### Problem details
Every line of the records below that has the word "flower" should be copied.

### Material provided

*** Block opens ***

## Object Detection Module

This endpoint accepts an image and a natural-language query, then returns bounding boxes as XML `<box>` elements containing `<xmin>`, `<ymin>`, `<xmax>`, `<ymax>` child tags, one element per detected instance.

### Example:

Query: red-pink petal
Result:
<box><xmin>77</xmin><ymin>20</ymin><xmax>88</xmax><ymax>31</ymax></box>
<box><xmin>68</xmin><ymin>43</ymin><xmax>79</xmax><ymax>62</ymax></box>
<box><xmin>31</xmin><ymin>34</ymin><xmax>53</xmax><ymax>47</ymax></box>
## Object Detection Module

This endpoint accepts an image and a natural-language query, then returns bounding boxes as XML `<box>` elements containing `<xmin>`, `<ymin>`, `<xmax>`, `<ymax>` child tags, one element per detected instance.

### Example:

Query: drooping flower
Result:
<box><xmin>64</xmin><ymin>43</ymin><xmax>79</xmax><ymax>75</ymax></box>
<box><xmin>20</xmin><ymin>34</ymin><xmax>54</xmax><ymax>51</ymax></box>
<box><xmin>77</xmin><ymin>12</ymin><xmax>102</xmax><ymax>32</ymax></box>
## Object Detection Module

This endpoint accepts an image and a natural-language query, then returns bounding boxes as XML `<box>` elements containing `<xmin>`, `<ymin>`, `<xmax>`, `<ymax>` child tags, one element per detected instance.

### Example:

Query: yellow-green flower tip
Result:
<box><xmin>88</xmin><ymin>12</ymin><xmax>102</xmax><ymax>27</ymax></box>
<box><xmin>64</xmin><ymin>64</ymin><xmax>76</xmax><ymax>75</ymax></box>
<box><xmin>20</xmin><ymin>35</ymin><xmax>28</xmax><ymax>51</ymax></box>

*** Block closes ***
*** Block opens ***

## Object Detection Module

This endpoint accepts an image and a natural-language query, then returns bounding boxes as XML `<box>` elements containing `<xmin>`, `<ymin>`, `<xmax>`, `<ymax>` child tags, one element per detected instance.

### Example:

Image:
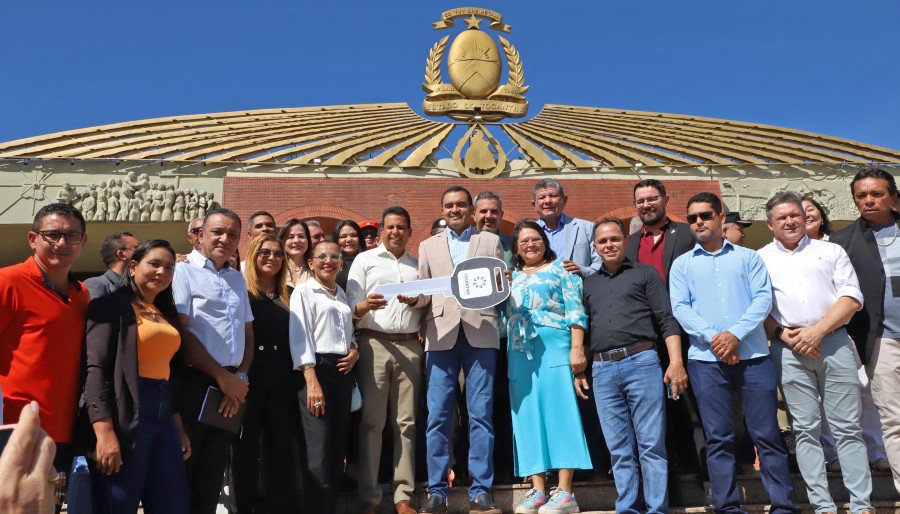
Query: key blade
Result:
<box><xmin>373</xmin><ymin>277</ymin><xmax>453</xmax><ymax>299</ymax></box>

*** Block closes ***

### Task response
Query: drooping flower
Query: yellow-green flower tip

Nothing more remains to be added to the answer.